# Things to do
1. In the review of The Salvage Crew below, why does the Overseer's generation of digitized humans still have most of its emotions? Answer in one to three sentences.
2. Answer these from the review of The Salvage Crew that follows:
(a) Which corporation owns AMBER ROSE 348?
(b) What are the names of the three crew members AMBER oversees?
(c) According to the foreword, what tool was used to build the book's world?

# Document section
The Salvage Crew by Yudhanjaya Wijeratne is available here on Amazon.

When Elon Musk says that in the future there will be loans for people who can’t afford a ticket to Mars, and they can work in jobs that pay them to fund their trip, it isn’t surprising that many are apprehensive of bonded labour on the Red Planet; especially, when the average ticket would cost hundreds of thousands of dollars. Yudhanjaya Wijeratne’s The Salvage Crew published by Aetheon Books offers a ride into what this sort of a world might look like. 

Our protagonist, AMBER ROSE 348, is the property of PCS — Planetary Crusade Services, a corporation that provides “end to end interstellar colonization support”. AMBER, an AI- a “digitized human”, is also referred to as the OC, short for Overseer. Their mission is to go to the planet Urmagon Beta and retrieve the remains of a terraformer lost from an Earth colony ship, Project Gilgamesh, sent about a hundred years ago.

On this mission, AMBER oversees a mercenary crew of three — Simon, Anna, and Milo, hired on contract by the PCS. The caveat: you wouldn’t want to be relying on these three to retrieve something from your neighborhood much less on a strange planet where your life depends on it. They’re the “D-Team,” that too on a good day. Their destination planet is also not the most welcoming of spaces. 

From the very start, things go haywire; botched up landings, unknown creatures, and lack of resources. But The Salvage Crew isn’t your usual space opera. The narrative voice is unique in its nonchalance and humour that diffuses the tension even as it intensifies it by providing a sharp commentary on contemporary issues like AI, language, capitalism, colonialism, human survival, and space exploration.

Working With Artificial Intelligence

The book starts with an interesting foreword. There are parts of the book which are built with the help of a machine. The poetry is created from an open-source AI project; the world is built using a world generator. While this seems like a futuristic concept, the author clarifies that this isn’t the future, rather it is the present.

The plot itself explores this concept of human-AI co-existence. OC was an erstwhile human whose brain is now in a metal box. They have to work in coordination with the three humans, to carry out the mission. OC themself wonders why digitized humans, instead of AI from “science-fiction flicks” are part of such missions:

“…the theory goes, the humans ask the right questions, make the right pseudorandom moves, nudge your thinking in all the right ways- ways that a machine can’t. Humans evolved to survive, and they’re fantastically good at it.”

The idea of a sentient AI is also brought into focus. OC seems to have his human consciousness intact. They ‘feel’ emotions, and much to their own chagrin: fear. In the book, the AIs in the earlier times used to be a “human mind” with no fear or happiness. “… But fear was deemed to be too important a feedback mechanism, too critical to the learning process, so [the OC’s] generation was left with most of [their] emotions intact.”

OC’s a ‘person’ with impeccable calculation skills, yet the “digital memory” also makes them forgetful. They dream, they dread, and botch up tasks like humans. They also write poetry. Only Buddhists are chosen to be these OCs since their conversion to machines is a rebirth instead of death. OC isn’t an enlightened AI, but is looking for the “right hill to die on”. At times OC is grateful for not being trapped with two legs and two hands, and at times they miss being human.

# Data shown

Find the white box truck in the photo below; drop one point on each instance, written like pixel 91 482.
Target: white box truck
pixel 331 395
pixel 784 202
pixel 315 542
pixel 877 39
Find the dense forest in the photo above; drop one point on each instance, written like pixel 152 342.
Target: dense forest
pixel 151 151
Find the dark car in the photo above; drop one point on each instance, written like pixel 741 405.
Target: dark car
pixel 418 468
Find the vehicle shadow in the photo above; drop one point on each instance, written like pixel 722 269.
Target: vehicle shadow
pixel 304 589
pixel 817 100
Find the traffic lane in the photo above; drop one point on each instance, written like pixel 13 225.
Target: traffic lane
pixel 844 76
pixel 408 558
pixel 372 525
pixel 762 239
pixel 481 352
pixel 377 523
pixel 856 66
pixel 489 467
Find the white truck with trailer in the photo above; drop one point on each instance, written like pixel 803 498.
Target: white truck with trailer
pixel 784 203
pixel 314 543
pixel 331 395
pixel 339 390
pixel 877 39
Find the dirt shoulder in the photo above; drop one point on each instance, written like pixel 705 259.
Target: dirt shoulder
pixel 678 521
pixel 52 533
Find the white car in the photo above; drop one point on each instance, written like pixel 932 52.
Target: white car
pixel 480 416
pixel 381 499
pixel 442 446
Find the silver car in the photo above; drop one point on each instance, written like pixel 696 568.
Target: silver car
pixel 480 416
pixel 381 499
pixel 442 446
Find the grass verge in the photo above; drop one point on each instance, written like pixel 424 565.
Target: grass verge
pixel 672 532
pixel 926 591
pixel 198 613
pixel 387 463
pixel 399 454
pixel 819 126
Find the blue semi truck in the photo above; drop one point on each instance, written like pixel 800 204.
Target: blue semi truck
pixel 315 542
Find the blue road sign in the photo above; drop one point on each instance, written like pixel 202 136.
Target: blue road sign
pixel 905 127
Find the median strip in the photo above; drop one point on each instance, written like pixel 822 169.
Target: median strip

# Exercise results
1. Earlier AIs in the book were human minds without fear or happiness. Fear was later judged too important as a feedback mechanism and too critical to learning. So the Overseer's generation was left with most of its emotions intact.

2.
(a) PCS, Planetary Crusade Services.
(b) Simon, Anna, and Milo.
(c) A world generator.